● **DATASET EXCERPTS**:
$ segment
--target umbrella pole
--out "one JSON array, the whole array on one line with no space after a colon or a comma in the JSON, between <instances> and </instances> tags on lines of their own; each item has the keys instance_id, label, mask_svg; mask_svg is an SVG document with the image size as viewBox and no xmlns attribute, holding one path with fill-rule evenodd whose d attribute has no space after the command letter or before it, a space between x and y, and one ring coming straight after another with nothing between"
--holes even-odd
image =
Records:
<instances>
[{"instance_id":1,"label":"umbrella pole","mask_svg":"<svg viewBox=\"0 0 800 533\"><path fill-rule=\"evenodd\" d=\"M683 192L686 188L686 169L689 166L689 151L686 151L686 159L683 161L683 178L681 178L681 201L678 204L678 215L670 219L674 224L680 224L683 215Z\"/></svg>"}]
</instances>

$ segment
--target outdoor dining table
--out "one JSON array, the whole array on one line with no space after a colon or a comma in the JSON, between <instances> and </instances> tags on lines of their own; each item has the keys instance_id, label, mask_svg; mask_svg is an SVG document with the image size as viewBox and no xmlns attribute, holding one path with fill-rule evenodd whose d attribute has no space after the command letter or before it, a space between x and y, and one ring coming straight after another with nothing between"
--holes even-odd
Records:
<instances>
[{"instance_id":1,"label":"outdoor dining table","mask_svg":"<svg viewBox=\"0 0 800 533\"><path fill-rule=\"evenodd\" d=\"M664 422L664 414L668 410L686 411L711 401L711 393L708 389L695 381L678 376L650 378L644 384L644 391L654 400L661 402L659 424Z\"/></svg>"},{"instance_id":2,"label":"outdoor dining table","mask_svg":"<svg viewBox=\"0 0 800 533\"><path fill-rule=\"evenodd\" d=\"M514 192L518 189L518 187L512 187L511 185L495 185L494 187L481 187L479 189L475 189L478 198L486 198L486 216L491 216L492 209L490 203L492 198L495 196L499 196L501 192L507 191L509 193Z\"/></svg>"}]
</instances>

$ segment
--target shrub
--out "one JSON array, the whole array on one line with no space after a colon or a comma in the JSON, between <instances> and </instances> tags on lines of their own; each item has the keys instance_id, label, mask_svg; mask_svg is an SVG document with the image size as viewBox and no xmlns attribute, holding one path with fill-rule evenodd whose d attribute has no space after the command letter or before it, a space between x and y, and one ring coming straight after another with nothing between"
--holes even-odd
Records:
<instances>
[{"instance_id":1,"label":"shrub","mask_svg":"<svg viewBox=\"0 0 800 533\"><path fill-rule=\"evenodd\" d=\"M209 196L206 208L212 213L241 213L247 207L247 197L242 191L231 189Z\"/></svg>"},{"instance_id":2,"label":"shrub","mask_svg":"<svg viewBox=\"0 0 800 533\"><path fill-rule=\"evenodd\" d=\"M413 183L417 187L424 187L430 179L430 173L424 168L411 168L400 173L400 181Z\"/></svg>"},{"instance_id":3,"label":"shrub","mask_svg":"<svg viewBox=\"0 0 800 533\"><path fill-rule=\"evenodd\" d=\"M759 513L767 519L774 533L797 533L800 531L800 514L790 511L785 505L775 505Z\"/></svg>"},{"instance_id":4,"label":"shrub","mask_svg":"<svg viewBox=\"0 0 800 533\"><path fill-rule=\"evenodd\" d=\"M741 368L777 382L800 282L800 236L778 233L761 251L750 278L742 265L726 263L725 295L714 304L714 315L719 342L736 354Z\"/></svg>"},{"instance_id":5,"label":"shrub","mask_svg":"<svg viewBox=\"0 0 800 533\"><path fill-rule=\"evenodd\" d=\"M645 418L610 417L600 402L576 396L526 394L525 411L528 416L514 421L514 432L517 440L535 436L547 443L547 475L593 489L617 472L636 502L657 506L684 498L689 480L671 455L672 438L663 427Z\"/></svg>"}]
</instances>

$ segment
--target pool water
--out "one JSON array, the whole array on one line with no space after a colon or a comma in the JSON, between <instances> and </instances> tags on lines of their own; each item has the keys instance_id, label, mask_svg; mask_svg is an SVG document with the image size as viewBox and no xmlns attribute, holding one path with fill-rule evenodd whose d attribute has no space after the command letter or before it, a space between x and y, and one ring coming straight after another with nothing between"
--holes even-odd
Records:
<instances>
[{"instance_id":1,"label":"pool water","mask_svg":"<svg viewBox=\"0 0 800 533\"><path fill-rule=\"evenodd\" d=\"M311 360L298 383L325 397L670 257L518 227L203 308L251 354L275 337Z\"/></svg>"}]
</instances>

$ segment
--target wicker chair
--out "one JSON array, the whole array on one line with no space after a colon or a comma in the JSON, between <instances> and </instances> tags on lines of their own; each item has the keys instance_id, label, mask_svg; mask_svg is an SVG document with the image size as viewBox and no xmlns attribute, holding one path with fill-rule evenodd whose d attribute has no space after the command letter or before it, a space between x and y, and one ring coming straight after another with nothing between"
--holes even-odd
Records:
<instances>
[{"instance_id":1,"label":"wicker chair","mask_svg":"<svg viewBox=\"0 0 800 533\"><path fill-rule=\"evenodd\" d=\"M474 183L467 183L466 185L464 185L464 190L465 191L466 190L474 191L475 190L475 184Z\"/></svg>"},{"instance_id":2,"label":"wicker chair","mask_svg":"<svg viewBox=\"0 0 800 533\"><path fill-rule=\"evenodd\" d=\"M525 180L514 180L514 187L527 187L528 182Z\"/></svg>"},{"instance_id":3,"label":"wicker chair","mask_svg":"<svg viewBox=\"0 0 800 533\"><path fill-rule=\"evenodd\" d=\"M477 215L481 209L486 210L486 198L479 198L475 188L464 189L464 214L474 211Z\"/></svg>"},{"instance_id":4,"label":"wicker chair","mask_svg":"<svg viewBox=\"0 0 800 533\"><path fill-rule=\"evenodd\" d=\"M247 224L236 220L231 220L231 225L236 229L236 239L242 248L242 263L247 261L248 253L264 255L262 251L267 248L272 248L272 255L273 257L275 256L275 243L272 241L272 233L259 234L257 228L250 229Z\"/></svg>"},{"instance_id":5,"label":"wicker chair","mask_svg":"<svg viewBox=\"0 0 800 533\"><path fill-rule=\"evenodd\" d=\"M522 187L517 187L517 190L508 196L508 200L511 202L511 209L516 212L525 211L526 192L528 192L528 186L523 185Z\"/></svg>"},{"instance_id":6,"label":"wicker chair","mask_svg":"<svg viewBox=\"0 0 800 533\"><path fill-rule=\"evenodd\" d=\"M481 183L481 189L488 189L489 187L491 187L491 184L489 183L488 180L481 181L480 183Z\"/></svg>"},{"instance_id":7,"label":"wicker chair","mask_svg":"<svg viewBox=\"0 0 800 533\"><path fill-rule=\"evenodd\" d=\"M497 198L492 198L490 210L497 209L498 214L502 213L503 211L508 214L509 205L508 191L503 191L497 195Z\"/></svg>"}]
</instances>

● **EXERCISE OBJECTIVE**: When the string "target" occurs in a line of the material, that line belongs in the answer.

● **COMPLETED TASK**:
--target umbrella pole
--target outdoor dining table
--target shrub
--target pool water
--target wicker chair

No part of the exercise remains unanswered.